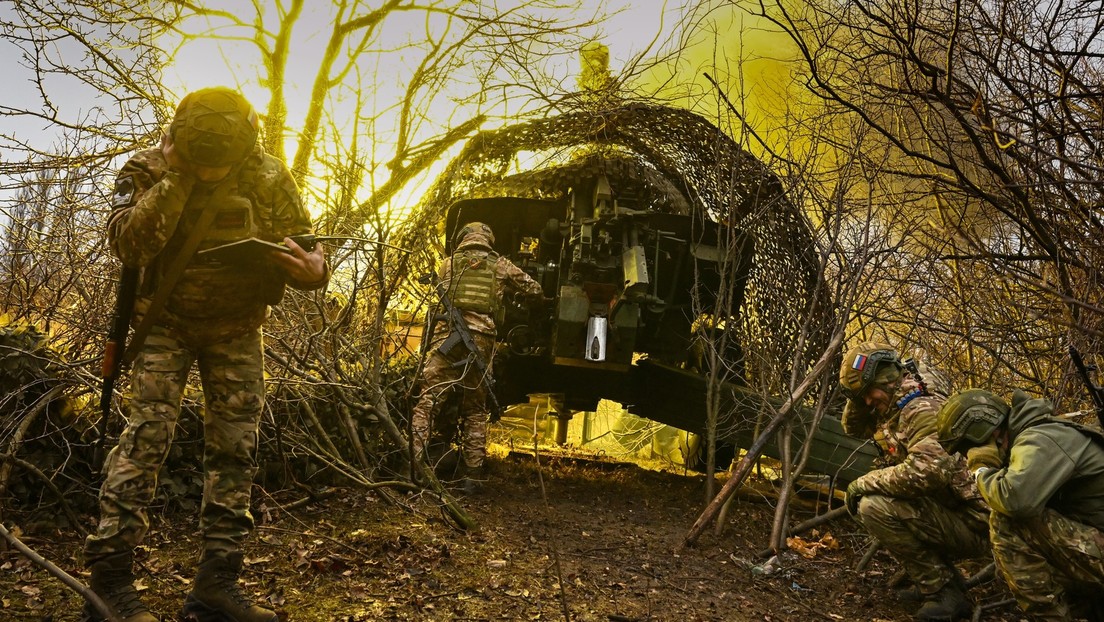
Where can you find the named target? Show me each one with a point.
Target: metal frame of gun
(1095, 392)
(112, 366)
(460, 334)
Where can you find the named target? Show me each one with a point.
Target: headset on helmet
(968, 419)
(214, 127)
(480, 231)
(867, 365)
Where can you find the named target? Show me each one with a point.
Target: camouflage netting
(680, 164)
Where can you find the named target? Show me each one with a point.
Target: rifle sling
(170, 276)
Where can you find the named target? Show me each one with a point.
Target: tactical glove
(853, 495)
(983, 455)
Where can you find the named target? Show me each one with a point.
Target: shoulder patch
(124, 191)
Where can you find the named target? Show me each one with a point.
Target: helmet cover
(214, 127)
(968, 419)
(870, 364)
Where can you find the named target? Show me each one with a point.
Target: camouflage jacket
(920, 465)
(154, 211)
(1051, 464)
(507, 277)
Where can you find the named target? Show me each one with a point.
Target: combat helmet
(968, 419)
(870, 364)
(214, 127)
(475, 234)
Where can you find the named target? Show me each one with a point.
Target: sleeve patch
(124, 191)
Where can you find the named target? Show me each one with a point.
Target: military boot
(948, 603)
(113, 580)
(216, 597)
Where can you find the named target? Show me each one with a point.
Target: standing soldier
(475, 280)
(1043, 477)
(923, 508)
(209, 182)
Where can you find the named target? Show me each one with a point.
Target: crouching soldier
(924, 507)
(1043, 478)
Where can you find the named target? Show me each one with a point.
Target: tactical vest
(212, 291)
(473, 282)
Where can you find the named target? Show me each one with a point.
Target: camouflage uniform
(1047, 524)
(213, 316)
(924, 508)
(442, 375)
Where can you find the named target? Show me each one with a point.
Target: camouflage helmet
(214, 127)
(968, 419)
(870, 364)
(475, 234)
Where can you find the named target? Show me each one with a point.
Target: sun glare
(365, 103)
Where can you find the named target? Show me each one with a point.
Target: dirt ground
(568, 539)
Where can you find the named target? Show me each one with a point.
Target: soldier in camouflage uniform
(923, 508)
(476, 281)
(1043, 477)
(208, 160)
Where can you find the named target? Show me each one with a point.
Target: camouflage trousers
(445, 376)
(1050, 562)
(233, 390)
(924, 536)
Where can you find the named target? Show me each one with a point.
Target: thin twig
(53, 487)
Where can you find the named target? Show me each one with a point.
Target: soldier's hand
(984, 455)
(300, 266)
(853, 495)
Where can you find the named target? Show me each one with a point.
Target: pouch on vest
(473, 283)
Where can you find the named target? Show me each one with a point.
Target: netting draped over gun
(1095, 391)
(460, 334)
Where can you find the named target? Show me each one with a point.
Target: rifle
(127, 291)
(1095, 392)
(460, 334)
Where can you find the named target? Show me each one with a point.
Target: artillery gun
◆ ◆ ◆ ◆ ◆ ◆ ◆
* [Try it]
Would it be possible to give the material above again exactly, with the pictures left out?

* [Worked solution]
Where can you find the named target? Show me each one with a point.
Target: metal frame of gun
(1095, 392)
(112, 366)
(460, 334)
Where can you find the named target? Show me each one with a point.
Target: headset on helmet
(968, 419)
(214, 127)
(480, 231)
(867, 365)
Where can you find the named target? Show me each one with a point.
Target: camouflage netting
(680, 164)
Where can you find the named target? Show me each one with a point.
Target: rifle sling
(170, 276)
Where can you find the named target? Show me each one with a point.
Target: tactical glove
(853, 495)
(983, 455)
Where can you find the named target? Show me each one with a point.
Target: shoulder patch
(124, 191)
Where can you find the named target? Show me each one with a point.
Target: helmet cover
(214, 127)
(968, 419)
(870, 364)
Where can you find the named target? Show me each one with a point.
Target: camouflage jacket
(920, 465)
(154, 211)
(1051, 464)
(507, 277)
Where can you find the named target? Show me each one with a point.
Target: combat helmet
(968, 419)
(870, 364)
(214, 127)
(475, 234)
Where can you find the named target? Show me each one with a point.
Target: sleeve patch
(124, 191)
Where can you find the named target? Show me each one with a point.
Target: military boot
(948, 603)
(113, 580)
(216, 597)
Where can you find the named target? Show me each one with a point.
Target: standing soldier
(475, 280)
(1043, 477)
(923, 508)
(209, 182)
Where can you find the named target? Show me each one with a point.
Target: crouching soldier
(924, 507)
(1043, 478)
Where can you find the named target? Show me each one with a point.
Target: tactical vest
(212, 291)
(473, 282)
Where can you find the named target? Show me each one with a point.
Target: camouflage uniform
(1047, 524)
(213, 316)
(924, 508)
(442, 375)
Where can you find the named target? Show me each one with a point.
Target: camouflage helmet
(214, 127)
(968, 419)
(870, 364)
(475, 234)
Where can you find the named target? Show me each one with a point.
Target: sun glare
(365, 103)
Where can you find the named target? Show me each one with a point.
Target: dirt ground
(568, 539)
Where can you find the named target? Show me each one with a point.
Target: soldier in camouflage uniform
(923, 508)
(476, 281)
(1043, 477)
(208, 160)
Where can you find the named target? Show me each one with a point.
Target: camouflage trousers
(445, 376)
(1050, 562)
(233, 390)
(924, 536)
Where can you find the named target? Show me each one with a point.
Target: thin twig
(53, 487)
Where can you find the named target? Show me each one with a point.
Target: soldier's hand
(984, 455)
(300, 266)
(853, 495)
Where can you find the named target? Show me each one with a point.
Target: pouch on vest
(473, 283)
Where can you find the named target? Show me each one with a point.
Target: netting draped over gun
(1095, 391)
(460, 334)
Where can you find the named target? Show me each one with a point.
Target: rifle
(127, 291)
(1095, 392)
(460, 334)
Where can you find the named target? Show me each one with a point.
Target: artillery gun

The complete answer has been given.